— START The input —

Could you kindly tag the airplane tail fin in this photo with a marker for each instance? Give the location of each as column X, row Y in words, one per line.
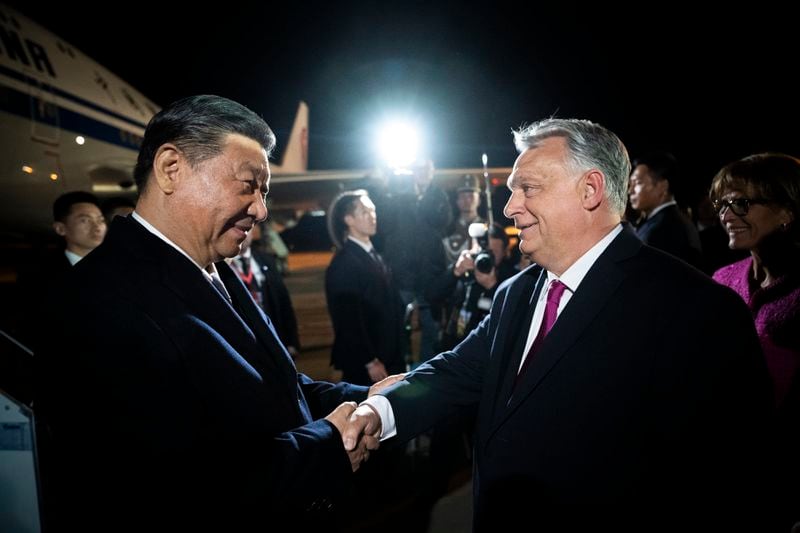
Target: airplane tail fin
column 295, row 156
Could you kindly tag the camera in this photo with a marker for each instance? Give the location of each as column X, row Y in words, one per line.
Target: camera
column 484, row 258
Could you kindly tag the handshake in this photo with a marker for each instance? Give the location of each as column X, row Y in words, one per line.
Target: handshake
column 360, row 427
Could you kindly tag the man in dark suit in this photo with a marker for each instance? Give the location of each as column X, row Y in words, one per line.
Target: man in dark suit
column 171, row 403
column 664, row 226
column 658, row 409
column 78, row 220
column 363, row 302
column 259, row 274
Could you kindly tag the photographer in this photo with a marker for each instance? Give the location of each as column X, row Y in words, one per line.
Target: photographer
column 479, row 271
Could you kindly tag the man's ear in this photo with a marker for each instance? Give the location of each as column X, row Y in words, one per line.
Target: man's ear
column 60, row 228
column 167, row 166
column 593, row 189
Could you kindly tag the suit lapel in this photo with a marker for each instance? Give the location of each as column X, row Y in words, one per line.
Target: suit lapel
column 258, row 323
column 594, row 293
column 515, row 317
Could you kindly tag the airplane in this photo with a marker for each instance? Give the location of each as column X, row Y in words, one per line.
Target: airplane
column 68, row 123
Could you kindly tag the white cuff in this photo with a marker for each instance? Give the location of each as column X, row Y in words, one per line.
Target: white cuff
column 384, row 409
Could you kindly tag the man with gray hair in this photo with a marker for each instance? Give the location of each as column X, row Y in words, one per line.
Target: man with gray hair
column 583, row 397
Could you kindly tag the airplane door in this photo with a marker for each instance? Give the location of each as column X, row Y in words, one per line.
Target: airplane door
column 45, row 121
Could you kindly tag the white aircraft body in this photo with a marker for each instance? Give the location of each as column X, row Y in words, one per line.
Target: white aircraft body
column 67, row 123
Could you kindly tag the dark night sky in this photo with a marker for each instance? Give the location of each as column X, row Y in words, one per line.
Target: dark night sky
column 709, row 88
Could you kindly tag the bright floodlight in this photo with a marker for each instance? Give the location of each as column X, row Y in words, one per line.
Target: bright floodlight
column 398, row 143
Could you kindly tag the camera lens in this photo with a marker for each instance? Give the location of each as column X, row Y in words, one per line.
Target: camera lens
column 484, row 262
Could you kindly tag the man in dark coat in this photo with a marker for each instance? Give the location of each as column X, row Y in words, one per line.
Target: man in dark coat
column 171, row 403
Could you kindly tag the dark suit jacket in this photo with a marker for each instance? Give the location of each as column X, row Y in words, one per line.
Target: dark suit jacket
column 366, row 312
column 672, row 231
column 170, row 410
column 275, row 300
column 649, row 390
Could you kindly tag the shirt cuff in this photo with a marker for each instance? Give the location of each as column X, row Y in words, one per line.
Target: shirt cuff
column 384, row 409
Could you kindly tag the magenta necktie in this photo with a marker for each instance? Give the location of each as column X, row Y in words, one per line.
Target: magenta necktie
column 550, row 313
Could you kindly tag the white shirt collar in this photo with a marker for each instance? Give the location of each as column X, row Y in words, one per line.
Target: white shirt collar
column 366, row 246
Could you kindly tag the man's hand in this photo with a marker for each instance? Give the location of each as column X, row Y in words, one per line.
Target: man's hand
column 382, row 384
column 364, row 427
column 360, row 451
column 376, row 370
column 339, row 416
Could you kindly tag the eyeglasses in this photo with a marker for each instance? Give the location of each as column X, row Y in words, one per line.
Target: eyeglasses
column 739, row 206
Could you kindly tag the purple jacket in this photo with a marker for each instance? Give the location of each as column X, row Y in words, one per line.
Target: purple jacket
column 776, row 311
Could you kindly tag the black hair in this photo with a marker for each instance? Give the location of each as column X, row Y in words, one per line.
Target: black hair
column 198, row 126
column 63, row 204
column 344, row 204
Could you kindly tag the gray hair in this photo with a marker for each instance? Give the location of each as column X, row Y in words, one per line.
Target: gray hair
column 590, row 146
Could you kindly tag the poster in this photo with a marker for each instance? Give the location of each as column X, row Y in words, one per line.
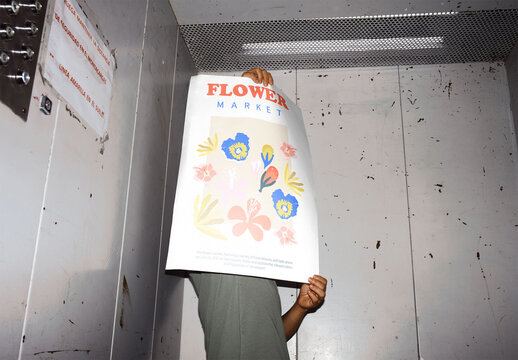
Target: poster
column 79, row 65
column 244, row 200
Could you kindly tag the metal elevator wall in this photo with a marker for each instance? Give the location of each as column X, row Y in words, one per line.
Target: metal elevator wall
column 416, row 173
column 84, row 225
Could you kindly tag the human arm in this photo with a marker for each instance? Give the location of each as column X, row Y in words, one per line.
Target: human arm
column 258, row 76
column 311, row 296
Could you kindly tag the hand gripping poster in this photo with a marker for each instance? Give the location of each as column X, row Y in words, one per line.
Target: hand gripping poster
column 244, row 201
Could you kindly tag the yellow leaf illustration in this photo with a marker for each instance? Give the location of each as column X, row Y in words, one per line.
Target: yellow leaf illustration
column 291, row 181
column 204, row 217
column 208, row 145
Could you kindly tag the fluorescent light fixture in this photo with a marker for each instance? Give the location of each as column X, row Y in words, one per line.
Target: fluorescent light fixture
column 332, row 46
column 400, row 15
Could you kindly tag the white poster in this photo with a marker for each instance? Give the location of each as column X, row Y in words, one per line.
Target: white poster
column 244, row 201
column 79, row 66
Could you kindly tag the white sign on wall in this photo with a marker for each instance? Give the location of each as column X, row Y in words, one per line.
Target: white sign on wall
column 79, row 65
column 244, row 200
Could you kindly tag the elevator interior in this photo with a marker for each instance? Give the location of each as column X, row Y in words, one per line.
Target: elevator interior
column 415, row 164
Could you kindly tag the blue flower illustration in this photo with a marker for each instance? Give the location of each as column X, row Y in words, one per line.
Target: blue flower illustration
column 285, row 205
column 237, row 148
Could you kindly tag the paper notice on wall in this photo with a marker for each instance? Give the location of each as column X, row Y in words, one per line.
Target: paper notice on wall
column 79, row 65
column 244, row 201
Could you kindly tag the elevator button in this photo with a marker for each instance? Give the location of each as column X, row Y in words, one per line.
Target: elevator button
column 4, row 58
column 30, row 27
column 6, row 31
column 12, row 7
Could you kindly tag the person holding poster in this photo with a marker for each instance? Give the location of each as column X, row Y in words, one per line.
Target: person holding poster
column 241, row 315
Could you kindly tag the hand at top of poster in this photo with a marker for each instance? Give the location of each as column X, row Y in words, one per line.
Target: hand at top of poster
column 312, row 295
column 258, row 76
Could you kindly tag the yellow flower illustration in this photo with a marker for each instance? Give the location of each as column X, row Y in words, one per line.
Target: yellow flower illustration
column 204, row 217
column 291, row 181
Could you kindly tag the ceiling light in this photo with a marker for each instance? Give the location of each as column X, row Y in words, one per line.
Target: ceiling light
column 331, row 46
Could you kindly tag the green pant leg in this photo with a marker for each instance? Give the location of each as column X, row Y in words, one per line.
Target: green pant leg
column 241, row 317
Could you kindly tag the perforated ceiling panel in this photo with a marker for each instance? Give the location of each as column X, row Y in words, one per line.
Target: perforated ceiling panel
column 356, row 41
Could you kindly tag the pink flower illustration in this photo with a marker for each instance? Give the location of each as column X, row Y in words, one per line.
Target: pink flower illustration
column 205, row 172
column 286, row 236
column 288, row 150
column 249, row 221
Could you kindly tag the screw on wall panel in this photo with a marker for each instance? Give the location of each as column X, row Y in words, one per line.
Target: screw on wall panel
column 12, row 8
column 36, row 6
column 22, row 77
column 4, row 58
column 26, row 52
column 46, row 106
column 6, row 31
column 30, row 27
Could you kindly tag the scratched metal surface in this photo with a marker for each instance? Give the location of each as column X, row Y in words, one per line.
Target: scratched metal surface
column 74, row 279
column 462, row 175
column 353, row 123
column 168, row 316
column 24, row 155
column 511, row 66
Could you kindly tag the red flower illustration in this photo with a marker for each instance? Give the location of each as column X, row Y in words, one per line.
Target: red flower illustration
column 286, row 236
column 288, row 150
column 205, row 172
column 249, row 220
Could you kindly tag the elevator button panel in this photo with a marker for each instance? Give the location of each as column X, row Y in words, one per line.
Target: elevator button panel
column 21, row 23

— END The input —

Work to be completed
Render the data from its beginning through the line containing "column 295, row 156", inclusive, as a JSON list of strings with one string per line and no blank lines. Omit the pictures from the answer.

Solution for this exercise
[
  "Could you kindly tag the airplane tail fin in this photo with a marker for each instance? Give the location of each as column X, row Y in words, one per line.",
  "Target: airplane tail fin",
  "column 295, row 156"
]